### WHAT IS REQUIRED
Please continue the passage on checking "organically grown" claims at markets, starting after its last sentence.

(EXERCISE TEXT)

Just a moment. Before taking out your wallet, talk to the sellers. Ask them if what they sell is really organic. If they are smart enough, they will emphasize the fact that the products are “organically grown.” Read between the lines: that doesn’t precisely mean that they are certified organic.
If you see that term written on a blackboard, at a market stand on the city outskirts, its meaning should be clarified. Ask them if they grow those products by themselves. They don’t? Ask how they are grown or manufactured. If they don’t know, they won’t be able to tell you if the products are really organic certainly.
“Organically grown” won’t tell much about a dog food product, unless you are given credible proof of how it was produced, divided, packaged, stored, and distributed. All those steps from production until it reaches your dog’s mouth influence whether or not the product is actually organic.
The main attraction of farmers’ markets is that the produce for sale is fresh, recently harvested. That eliminates several steps in the supply chain, making it more credible for a product labeled “organically grown” on a farmers’ market blackboard to be organic. You don’t need to know how it was packaged, stored, and distributed simply because none of those things were done.

(End EXERCISE TEXT)
(RAW DATA)

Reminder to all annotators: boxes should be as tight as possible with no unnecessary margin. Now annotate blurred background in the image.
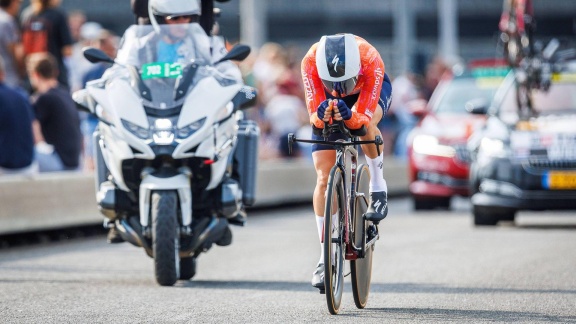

(End RAW DATA)

### RESULT FOR THIS EXERCISE
By eliminating those links in the chain, at least you know that the ingredients you feed your pet have not passed through freezers or other means that ensure their conservation for long periods. And also that, after being produced, they have not been processed in such a way they lose their nutritional power or have added chemicals that are harmful to Fido’s body.
The farm where products are grown recycles as much as possible. In case non-recycled materials are needed, they are purchased in the least processed form possible.
When there is a need to fight pest, weed, or disease problems, farmers use biological control, combined with effort, labor, and creativity – for instance, using certain helpful insects. They avoid using means – such as heavy chemicals – to solve those problems quickly and inexpensively but polluting the product or the environment. When there is no other option but to use pesticides, they use natural and biodegradable products.
No artificial resources, such as fertilizers or fattening agents, have been used to improve the yield of the products.
Biodiversity has been respected, rotating crops and applying breeding techniques that maintain soil quality.
We must trust the producer, since the term “organically grown” written on a blackboard does not serve as a certification that the mentioned growing and production conditions have been respected.
Let us remember that every artificial element that is inserted in the cultivation of plants or the breeding of animals ends up in the food that you feed your pet. And in the vast majority of cases, those artificial elements have negative effects on their health, which appear gradually and in the long term, so we end up attributing them to other causes, and not to the food.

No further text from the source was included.